Extract:
^^^^^^^^

Thanks a million. That's the sort of logical advice about using the gravel filter tube that I just wouldn't have thought of until after I'd received a mouthful of completely kack filled fish tank water
Our tank is a Clear Seal (seems to be a common brand in the pet shops here) and I believe it holds about 15 gallons (@30" x 18" x 15"). We started with the large Goldfish we inherited (I think it's a Veiltale @ 6" long including about 2.5" inch of its flowing tale fin), a silvery salmon colour having lost all its gold and then I added a large Black Moor @ 4" in total for company, followed by a small Fantail @ 1.5" and the lovely little Panda Moor also @ 1.5". Since it's sad demise I've added the Pearl Scale which is like one tiny bubble @ 1" in diameter all round!
The advice I received to a post in the other forum I think reccomended 10 gallons per fish, however the four fish hardly look cramped in our tank and compared to how they'd be if they remained in the crowded tanks in the pet shop, they have positively loads of roam!
But I think I will keep it at four fish, despite the temptation every time I stick my head in the pet shop. They currently have this wicked looking fish, which I think is called a Lion's Head but it is about as big as our Black Moor and so as much as I would love to have it, while in my humble opinion I don't think it would be cruel to add smaller fish, it might be a little crowded with another larger one.
My main reason for remaining at four would be that based on the law of averages, the more I have, the more fearful I would be of losing another.
Up until now I didn't think fish (especially tiny ones) had personalities but our new pets have soon set us straight about that. My missus was blubbing so much when she phoned to tell me that she'd just discovered the demise of our dear departed Panda that I was expecting her to announce a death in the family but I guess she was, as we'd become so attached to this little darling (just as had everyone who visited in the three weeks it pleasured us with its company, even those who are completely indifferent to animals - although I don't count too many of these as my true friends!!)

^^^^^^^^

Listed entries:
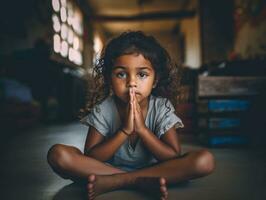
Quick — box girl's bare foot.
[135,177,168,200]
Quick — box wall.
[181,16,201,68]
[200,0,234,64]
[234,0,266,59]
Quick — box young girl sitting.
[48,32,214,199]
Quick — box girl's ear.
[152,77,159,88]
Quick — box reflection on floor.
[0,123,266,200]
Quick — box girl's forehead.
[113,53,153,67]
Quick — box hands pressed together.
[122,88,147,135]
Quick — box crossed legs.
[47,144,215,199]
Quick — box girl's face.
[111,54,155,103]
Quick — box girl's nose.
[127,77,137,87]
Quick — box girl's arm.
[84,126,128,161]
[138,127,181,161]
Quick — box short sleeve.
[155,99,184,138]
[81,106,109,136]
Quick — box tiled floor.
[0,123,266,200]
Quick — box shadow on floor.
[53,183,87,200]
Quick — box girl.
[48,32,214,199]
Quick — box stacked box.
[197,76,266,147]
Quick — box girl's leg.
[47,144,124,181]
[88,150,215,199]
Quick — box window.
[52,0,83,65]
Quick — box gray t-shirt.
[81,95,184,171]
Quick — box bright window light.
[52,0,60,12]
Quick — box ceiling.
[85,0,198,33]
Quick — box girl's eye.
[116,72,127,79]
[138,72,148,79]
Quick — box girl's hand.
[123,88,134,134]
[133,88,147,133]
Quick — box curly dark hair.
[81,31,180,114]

^^^^^^^^

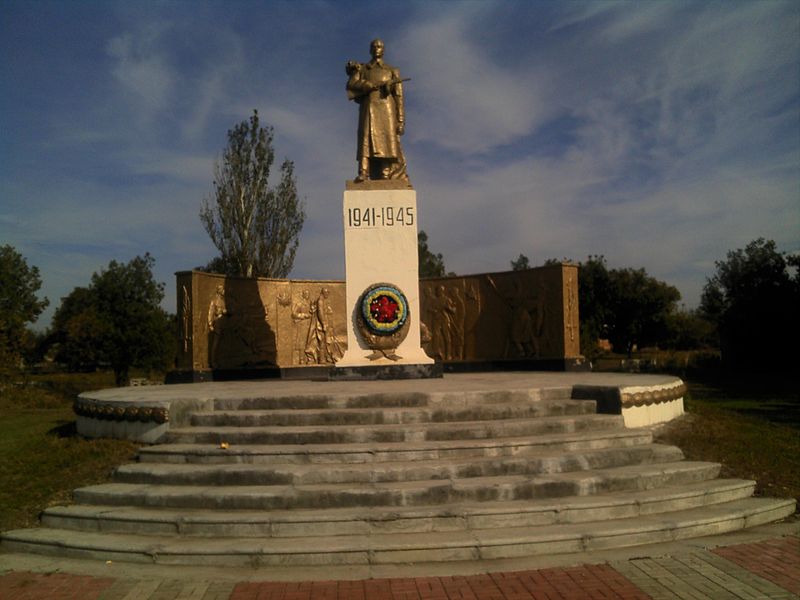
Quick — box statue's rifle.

^^^^^^^^

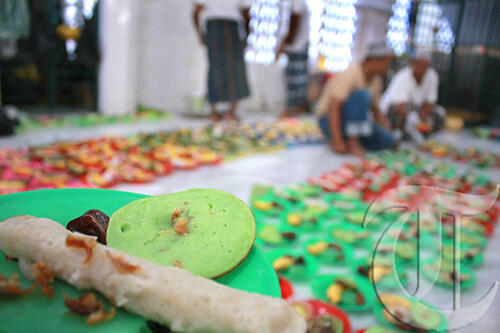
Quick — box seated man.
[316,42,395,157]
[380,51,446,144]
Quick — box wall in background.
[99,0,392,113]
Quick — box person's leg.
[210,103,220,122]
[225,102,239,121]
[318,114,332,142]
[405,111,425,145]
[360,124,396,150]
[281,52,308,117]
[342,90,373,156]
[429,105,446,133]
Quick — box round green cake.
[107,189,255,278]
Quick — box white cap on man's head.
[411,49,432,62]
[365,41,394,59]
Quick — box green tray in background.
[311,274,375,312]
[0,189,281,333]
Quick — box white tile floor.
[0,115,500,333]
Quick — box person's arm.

^^^^^^^^

Task set:
1. Quote the goldfish tank post above word for word, taking everything from "Thanks a million." down to "diameter all round!".
2. Using the goldfish tank post above, decide whether each statement agrees with it: (a) the tank is said to hold about 15 gallons; (b) the Black Moor is described as about 6" long; (c) the writer intends to stay at four fish. Give yes or no for each, with the deciding words from the post.

Answers to each task:
1.
Thanks a million. That's the sort of logical advice about using the gravel filter tube that I just wouldn't have thought of until after I'd received a mouthful of completely kack filled fish tank water
Our tank is a Clear Seal (seems to be a common brand in the pet shops here) and I believe it holds about 15 gallons (@30" x 18" x 15"). We started with the large Goldfish we inherited (I think it's a Veiltale @ 6" long including about 2.5" inch of its flowing tale fin), a silvery salmon colour having lost all its gold and then I added a large Black Moor @ 4" in total for company, followed by a small Fantail @ 1.5" and the lovely little Panda Moor also @ 1.5". Since it's sad demise I've added the Pearl Scale which is like one tiny bubble @ 1" in diameter all round!

2.
(a) Yes: "I believe it holds about 15 gallons"
(b) No: "a large Black Moor @ 4" in total"
(c) Yes: "I think I will keep it at four fish"